§ Text passage:
________________________________________
The Best of Nickelback Volume 1 is a compilation album by Canadian rock band Nickelback. It was released on November 4, 2013, through Roadrunner Records (internationally) and Universal Music Canada (in Canada) to coincide with their October–November 2013 "The Hits Tour". Though frontman Chad Kroeger had previously stated in an interview that their upcoming greatest hits album would include new songs as well as previous hits, the final track listing contains only previously released material. The compilation features singles released from all but the first two studio albums (1996's Curb and 1998's The State) from the band; Silver Side Up (2001), The Long Road (2003), All the Right Reasons (2005), Dark Horse (2008), and Here and Now (2011).

Track listing
All lyrics written by Chad Kroeger and all music composed by Nickelback, except where noted.

 Tracks 2, 7, and 12 from Silver Side Up (2001)
 Tracks 6 and 10-11 from The Long Road (2003)
________________________________________
§ Dataset extract:
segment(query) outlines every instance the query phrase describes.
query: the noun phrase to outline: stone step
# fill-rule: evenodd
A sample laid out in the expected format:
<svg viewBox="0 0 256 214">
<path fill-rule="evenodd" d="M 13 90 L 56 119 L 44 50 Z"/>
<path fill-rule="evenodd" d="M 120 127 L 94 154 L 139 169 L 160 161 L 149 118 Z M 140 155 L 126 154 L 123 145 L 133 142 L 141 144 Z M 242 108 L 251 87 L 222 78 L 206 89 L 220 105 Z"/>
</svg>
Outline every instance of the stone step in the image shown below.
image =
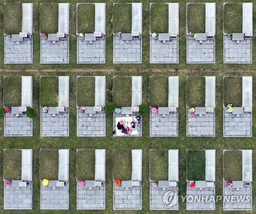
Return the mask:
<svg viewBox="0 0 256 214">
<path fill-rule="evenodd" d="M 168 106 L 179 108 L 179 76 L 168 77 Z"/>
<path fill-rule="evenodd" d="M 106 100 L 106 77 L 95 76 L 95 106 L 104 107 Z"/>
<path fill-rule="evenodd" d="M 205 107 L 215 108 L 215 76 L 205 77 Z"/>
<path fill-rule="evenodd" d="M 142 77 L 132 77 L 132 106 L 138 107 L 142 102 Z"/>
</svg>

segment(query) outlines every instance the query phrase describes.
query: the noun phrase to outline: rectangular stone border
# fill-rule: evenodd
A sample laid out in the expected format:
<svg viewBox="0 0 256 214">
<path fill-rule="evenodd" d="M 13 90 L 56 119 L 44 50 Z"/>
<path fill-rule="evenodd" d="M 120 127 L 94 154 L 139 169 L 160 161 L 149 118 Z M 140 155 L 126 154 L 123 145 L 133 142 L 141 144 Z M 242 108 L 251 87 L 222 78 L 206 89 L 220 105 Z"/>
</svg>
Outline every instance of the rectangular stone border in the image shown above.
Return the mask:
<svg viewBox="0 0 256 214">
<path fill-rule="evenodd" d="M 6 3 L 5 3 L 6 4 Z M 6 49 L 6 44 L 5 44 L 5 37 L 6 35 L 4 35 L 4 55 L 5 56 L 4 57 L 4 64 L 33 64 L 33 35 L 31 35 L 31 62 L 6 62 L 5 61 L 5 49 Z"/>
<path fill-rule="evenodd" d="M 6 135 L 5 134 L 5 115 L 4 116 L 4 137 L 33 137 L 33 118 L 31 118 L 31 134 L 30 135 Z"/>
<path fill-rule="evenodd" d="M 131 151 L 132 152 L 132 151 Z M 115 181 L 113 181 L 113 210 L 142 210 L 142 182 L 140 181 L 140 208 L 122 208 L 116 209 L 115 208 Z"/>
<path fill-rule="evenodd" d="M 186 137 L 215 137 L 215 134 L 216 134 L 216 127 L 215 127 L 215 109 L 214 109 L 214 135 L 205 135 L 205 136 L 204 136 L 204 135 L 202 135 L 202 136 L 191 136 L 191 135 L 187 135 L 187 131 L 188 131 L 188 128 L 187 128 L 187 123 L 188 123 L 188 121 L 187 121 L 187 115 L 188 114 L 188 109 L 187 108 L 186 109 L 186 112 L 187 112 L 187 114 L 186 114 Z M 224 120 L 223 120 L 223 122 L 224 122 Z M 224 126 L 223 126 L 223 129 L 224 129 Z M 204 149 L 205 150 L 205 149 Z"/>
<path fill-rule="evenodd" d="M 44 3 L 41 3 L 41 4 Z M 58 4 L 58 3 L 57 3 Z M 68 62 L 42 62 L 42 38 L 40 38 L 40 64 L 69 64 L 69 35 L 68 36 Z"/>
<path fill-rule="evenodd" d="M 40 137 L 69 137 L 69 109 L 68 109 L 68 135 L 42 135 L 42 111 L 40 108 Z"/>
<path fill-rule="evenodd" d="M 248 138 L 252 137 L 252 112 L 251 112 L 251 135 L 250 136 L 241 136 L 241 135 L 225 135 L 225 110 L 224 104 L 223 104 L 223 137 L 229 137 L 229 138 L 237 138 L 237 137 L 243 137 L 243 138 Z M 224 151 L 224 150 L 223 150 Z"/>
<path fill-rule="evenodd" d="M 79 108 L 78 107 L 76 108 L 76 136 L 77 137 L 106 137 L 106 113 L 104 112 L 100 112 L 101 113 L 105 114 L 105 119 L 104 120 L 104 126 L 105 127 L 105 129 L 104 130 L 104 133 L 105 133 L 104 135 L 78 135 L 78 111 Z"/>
________________________________________
§ Given request:
According to the Nickelback compilation text above, on what date was The Best of Nickelback Volume 1 released?

§ Expected answer:
November 4, 2013